Point-per-instance localization data:
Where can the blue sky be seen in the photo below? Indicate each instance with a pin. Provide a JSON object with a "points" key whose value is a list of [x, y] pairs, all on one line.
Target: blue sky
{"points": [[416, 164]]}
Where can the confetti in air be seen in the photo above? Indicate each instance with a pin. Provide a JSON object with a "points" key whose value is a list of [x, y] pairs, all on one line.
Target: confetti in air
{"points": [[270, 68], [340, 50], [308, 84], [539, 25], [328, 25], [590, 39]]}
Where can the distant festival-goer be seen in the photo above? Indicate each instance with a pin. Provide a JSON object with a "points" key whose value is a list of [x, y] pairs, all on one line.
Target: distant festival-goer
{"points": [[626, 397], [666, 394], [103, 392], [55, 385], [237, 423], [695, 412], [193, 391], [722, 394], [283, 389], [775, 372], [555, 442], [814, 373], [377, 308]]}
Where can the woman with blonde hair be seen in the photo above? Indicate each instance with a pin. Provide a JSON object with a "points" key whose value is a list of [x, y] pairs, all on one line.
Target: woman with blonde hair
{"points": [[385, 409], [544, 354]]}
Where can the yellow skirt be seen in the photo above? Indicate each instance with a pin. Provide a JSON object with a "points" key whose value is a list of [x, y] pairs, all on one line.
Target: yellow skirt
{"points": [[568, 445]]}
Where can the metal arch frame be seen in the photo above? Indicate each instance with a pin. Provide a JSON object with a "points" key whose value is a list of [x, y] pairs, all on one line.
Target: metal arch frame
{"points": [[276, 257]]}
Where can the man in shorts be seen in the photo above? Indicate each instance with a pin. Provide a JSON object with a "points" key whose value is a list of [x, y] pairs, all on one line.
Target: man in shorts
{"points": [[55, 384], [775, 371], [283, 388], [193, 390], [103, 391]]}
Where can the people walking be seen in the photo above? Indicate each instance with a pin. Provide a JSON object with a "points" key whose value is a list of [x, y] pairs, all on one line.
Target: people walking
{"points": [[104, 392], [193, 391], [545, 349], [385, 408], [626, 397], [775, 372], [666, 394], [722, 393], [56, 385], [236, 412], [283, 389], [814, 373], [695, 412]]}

● Problem details: Could you copy exactly the line containing "Target: woman with blonde hair" and each line after it through the end of the records, and nothing else?

● Output for this task:
Target: woman with blonde hair
{"points": [[385, 409], [544, 354]]}
Where can the yellow skirt be seen in the photo above? Indicate each instance with a pin. Provide a JSON object with a "points" key whose value is a list of [x, y] pairs, all on one line.
Target: yellow skirt
{"points": [[568, 445]]}
Where can the metal arch frame be seen in the photo above? Indicate each instance with a pin. Provide a JSON object with a "points" key whose value is a list of [x, y] pairs, all on one line.
Target: metal arch frame
{"points": [[276, 257]]}
Where can the man in shorts be seen in the photo above? Indicate each instance with a pin. Provide a JSON object with a "points" key whose value is a list of [x, y] pairs, all on one line.
Target: man in shorts
{"points": [[55, 384], [775, 371], [283, 388], [193, 390], [103, 391]]}
Where can the people walking be seen in the photo above? Indicate each instance with a pin. Provide a JSON object with a "points" key whose value is a list of [x, y] pairs, all on one line.
Target: people walking
{"points": [[104, 392], [193, 391], [545, 349], [385, 408], [626, 397], [775, 372], [666, 394], [722, 393], [56, 385], [236, 412], [283, 389], [814, 373], [695, 412]]}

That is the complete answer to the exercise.